In evenings/parties, it's a bit more chaotic, and the glasses tend to fall off for sure.

Regarding distinguishing different speakers etc I haven't needed that, I use the glasses as a helper, they fill in the gaps. So it's "just a stream of words", but it has been enough to already help a ton.

The directional mic does work quite well, but sometimes you have just 2 conversations happening in front of you and it's not working at all. In other setups (especially professional ones), people usually speak one at a time and it works great.

embedding-shape 3 hours ago | parent | prev [-]

> Specifically, the ones from [Captify][1].

Looks and seems great, always felt like a no-brainer use case for the smart glasses. But considering the kind of hardware they most likely are using, how is the captioning actually happening? I'm really scared of getting hardware that is 100% cloud dependent, as eventually the company gets bought or shut down, and then you end up having to repeat the process of figuring out what to buy next, and sometimes that just one or two years in the future.

They are not making it clear how the captioning is happening, but since they don't claim it'll continue working even if the company disappears/shuts down, one can be safe to assume it's a cloud product, meaning it won't actually be a good fit for most people out there with a limited amount of money to spend on things like these.

Edit: I realize now this product is not at all for people like me, "Boost caption accuracy up to 98%" and "More accurate translations" are locked behind a $15/month subscription, kind of disgusting how they hide making the product work as it should behind a subscription.

I just want some simple glasses that can caption what people are saying without ripping me off, I guess we're too late into capitalism for that to actually be made for consumer.

afavour an hour ago | parent | next [-]

> "Boost caption accuracy up to 98%" and "More accurate translations" are locked behind a $15/month subscription, kind of disgusting how they hide making the product work as it should behind a subscription.

I'm rarely an apologist for subscription services vs outright purchase but those features sound like ones that are going to use cloud services instead of working on-device only. If it's associated with an ongoing cost it's perfectly justifiable to charge an ongoing fee, IMO. That said I’d much prefer an option tied to how much you actually use it.

embedding-shape 34 minutes ago | parent [-]

Yeah, it's the same story as always; "We need to charge a monthly fee since it requires ongoing maintenance and you paying ensures we stick around", then fast forward 2-3 years and the company gets bought and shut down. We've been through this so many times that I'm just averse to any sort of product that won't work after the company shuts down.
□ □ □ □ □ □ □
> [Exercise aim]: Return the passage of the captioning-glasses discussion between "Edit: I realize" and "made for consumer.", inclusive, copied without any changes.

> [Given data]:
□ □ □ □ □ □ □
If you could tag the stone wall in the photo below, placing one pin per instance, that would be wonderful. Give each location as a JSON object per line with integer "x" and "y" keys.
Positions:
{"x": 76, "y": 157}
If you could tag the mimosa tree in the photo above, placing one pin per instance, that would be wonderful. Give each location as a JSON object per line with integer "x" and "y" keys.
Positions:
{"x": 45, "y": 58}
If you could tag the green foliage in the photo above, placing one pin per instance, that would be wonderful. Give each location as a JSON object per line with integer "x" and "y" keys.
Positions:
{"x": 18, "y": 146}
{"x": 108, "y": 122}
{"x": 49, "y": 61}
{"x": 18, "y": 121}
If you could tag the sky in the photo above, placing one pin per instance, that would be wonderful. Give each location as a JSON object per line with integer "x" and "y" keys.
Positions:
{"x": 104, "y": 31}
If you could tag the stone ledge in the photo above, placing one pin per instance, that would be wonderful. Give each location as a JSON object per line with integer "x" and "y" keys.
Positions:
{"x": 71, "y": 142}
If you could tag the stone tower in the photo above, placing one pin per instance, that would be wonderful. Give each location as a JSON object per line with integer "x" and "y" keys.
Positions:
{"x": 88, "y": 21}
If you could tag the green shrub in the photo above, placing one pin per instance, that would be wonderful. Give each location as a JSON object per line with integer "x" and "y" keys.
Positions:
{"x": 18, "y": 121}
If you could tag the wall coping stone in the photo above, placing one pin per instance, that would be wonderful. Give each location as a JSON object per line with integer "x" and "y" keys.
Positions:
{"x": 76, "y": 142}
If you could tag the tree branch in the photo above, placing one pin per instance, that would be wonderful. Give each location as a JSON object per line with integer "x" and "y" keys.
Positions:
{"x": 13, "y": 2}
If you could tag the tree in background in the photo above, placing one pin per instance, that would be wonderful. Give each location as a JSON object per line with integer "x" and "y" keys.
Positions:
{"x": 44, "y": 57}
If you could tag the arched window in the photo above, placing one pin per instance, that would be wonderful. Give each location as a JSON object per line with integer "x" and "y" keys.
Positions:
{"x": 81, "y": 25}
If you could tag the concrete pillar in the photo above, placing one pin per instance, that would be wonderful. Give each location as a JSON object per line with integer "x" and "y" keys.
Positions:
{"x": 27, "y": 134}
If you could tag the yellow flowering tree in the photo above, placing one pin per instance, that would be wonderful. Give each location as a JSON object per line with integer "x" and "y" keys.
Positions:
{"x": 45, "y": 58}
□ □ □ □ □ □ □
> [Task solution]:
Edit: I realize now this product is not at all for people like me, "Boost caption accuracy up to 98%" and "More accurate translations" are locked behind a $15/month subscription, kind of disgusting how they hide making the product work as it should behind a subscription.

I just want some simple glasses that can caption what people are saying without ripping me off, I guess we're too late into capitalism for that to actually be made for consumer.